### Énoncé rédigé 1
Dressez la liste de tous les noms de personnes cités dans le texte à lire ci-dessous.
### Énoncé rédigé 2
Répondez aux questions suivantes à partir du texte à lire ci-dessous :
(a) À quelle date le billet a-t-il été publié ?
(b) Quel numéro porte cette « Poésie du samedi » ?
(c) Quelle langue l'ouvrage de Martin & Zehnacker devait-il enseigner ?

Publié le 20 février 2014 par Philippe Thomas

Poésie du samedi, 66 (nouvelle série) :

Un  peu dans la même veine que la précédente chronique, mais plutôt dans le genre  Montaigne  « Toutes nos vacations sont farcesques »,  j’ai repensé à ce poème découvert jadis sur les bancs du lycée, dans le tome 6-7 de l’austère opus du duo Martin & Zehnacker destiné à nous inculquer tout ce qu’il fallait d’allemand scolaire pour le bac.

### Extrait de données
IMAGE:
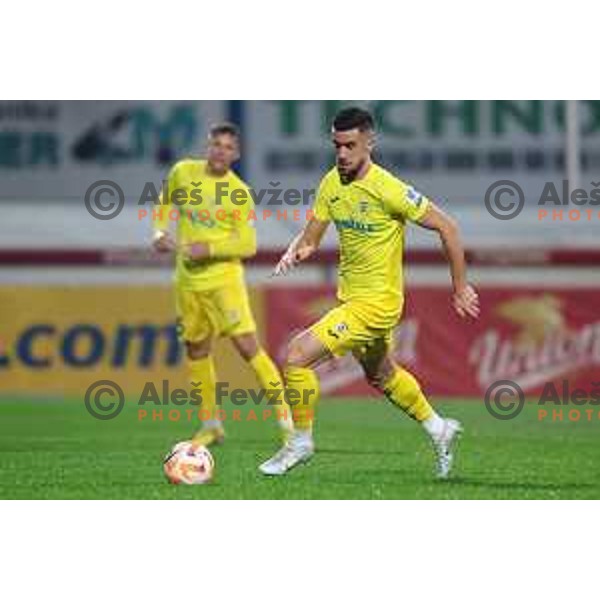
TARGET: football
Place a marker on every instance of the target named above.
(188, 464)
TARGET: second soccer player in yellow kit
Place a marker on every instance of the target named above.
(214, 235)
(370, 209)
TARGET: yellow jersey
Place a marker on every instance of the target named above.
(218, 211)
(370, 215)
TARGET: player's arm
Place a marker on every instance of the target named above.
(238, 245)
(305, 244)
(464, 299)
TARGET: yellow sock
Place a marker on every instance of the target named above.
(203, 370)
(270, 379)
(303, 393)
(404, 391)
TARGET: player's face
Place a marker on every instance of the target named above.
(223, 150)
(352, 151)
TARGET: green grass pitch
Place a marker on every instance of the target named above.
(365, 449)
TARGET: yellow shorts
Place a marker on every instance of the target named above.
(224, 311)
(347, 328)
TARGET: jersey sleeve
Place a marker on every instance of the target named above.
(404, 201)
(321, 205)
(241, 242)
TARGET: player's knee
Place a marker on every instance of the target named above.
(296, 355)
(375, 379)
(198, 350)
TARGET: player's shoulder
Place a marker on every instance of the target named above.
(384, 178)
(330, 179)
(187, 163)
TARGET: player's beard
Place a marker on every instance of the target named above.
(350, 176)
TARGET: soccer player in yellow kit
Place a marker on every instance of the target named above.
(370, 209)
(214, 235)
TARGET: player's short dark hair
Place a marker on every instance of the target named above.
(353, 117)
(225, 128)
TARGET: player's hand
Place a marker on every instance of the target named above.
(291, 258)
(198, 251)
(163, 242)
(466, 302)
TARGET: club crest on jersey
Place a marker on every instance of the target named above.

### Résultat final 1
Philippe Thomas
Montaigne
Martin
Zehnacker

### Résultat final 2
(a) Le 20 février 2014.
(b) Le numéro 66 de la nouvelle série.
(c) L'allemand scolaire, pour le bac.